━━━ Document section

In KILN PEOPLE I have fun with a what-if. There is a new science "soulistics" that lets people imprint their souls into clay golems, making temporary duplicates, at will. I run with every implication - and pun - possible.

But I haven't answered NoOne yet. Here goes.

I do NOT believe science and modernism are under concerted attack from all directions because they have failed to provide enough answers.

I believe they are under attack because romantics have come to realize that modernism is winning. It is providing. It is answering. If something isn't done soon, the Enlightenment will push back the darkness and romantics fear it will mean an end to color and shadows and mysteries and hierarchies and drama and love and lust and fear and reverence... and they are partly right. The bad parts of all those things will be scorched and burned away...

... leaving all the good and fun and blessed parts for people to indulge in all they want. But that prospect, in itself, terrifies romantics. Take William Gibson's "The Gernsback Continuum", in which he cries out for a world of filth and smut and crime and grit, as opposed to one of sterile plastic and sterilized food pills... as if those two are the only choices. (Romantics love dichotomies.)

No, I like to believe this spasmodic and savage attack upon modernity, from left and right and all directions, is a manifestation that humanity is waking up... and some of us are really grouchy in the morning. We'd rather roll over, back into the familiar drama of our long romantic nightmare.

Oh, and Yngve said..."The conflict between reason and unreason, modernity vs. romanticism, has rarely been depicted better than in the movie FORBIDDEN PLANET."

I agree! I love to see movies that turn out NOT to have any villains, per se, but still involve enough tension, tragedy, action to be interesting. Like the first Rocky movie, which had no (major) villain, but dealt with a triumphant self-improvement campaign. Forbidden planet has all of the qualities of a great Greek tragedy, including a penalty for hubris... and yet, the overall tone does not demean human daring and ambition. It simply warns that fools who are not cautious will pay a price.

Anonymous said...

"I agree! I love to see movies that turn out NOT to have any villains, per se,"

Which makes me wonder if you've seen Princess Mononoke, and perhaps, Spirited Away. (and again, I wonder what you'd think of Promethea.)

I'm not sure that I'd call Gibson a romanitc just because he wrote a story in which a protagonist is so horribly shocked by a simplistic childhood dreamworld coming to life that he clutches for a current, fucked up world.

I realize that this essay is leading towrds a point, but I'm a bit impatient. One book I recently checked out of the library (Herman Hesse's "The Glass Bead Game" suggests (I think, haven't really gotten into it yet) that one of the worst things a person can do is live in a world of pure speculation and debate and not act on their convictions to physically change their society. Sometimes the internet, and this ongoing discussion, feel like this.

Ah well, at least I still have thepetitionsite.com, care2.com, Moveon.org, and truemajority.org to join with me in actual action.

And there are protets lined up for the 19th and 20th. Onward ho!

Anonymous said...

I'm not sure that science can deal with morality. Just because there have been areas which people have tried unsuccessfully to mark off from science, only for science to prove that it can handle them does not mean that there are no real areas where science cannot answer.

Certainly, science can help with morality, informing us of the consequences of our actions and which action will produce which result. What it cannot do is tell us which result is more moral.

━━━━━━
━━━ Given data

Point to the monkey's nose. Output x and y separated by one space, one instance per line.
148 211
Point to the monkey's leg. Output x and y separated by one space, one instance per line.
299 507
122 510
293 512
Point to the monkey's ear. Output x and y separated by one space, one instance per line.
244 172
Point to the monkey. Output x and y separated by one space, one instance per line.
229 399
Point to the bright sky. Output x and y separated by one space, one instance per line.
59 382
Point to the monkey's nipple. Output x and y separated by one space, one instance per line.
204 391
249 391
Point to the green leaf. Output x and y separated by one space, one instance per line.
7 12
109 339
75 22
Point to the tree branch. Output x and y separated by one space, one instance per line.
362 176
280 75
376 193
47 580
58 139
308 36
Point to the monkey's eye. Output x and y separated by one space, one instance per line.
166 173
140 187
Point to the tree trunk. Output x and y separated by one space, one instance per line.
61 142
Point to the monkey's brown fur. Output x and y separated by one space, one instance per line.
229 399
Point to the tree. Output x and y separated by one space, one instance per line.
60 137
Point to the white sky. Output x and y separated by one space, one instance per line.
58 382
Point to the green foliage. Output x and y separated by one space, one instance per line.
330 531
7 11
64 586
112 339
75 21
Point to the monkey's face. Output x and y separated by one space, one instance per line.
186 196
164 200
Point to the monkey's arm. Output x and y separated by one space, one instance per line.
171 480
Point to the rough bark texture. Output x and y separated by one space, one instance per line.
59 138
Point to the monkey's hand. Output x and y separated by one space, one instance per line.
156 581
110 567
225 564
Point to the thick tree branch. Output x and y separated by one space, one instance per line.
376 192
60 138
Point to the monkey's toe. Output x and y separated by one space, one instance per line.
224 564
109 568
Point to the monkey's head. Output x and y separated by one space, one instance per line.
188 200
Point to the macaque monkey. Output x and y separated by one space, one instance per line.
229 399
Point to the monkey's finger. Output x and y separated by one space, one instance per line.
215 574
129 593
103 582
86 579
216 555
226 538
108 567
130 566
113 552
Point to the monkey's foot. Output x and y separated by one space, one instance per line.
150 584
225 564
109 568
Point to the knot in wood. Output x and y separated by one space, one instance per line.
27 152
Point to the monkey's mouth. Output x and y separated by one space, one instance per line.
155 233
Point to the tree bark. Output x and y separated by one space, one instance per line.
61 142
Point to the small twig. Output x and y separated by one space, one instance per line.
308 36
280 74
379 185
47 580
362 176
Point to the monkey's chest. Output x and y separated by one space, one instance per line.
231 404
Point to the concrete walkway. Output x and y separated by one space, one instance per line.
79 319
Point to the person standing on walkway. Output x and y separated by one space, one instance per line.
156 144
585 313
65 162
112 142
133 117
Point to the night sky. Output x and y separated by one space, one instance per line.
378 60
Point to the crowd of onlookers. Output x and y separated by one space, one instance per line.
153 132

━━━━━━

■ **Exercise set**:
• a. From the blog discussion above the records, quote the passage starting with "But I haven't" and going on through "provide enough answers.".
• b. List every website that the blog discussion names.

■ **Solutions to each task**:
• a.
But I haven't answered NoOne yet. Here goes.

I do NOT believe science and modernism are under concerted attack from all directions because they have failed to provide enough answers.

• b.
thepetitionsite.com
care2.com
Moveon.org
truemajority.org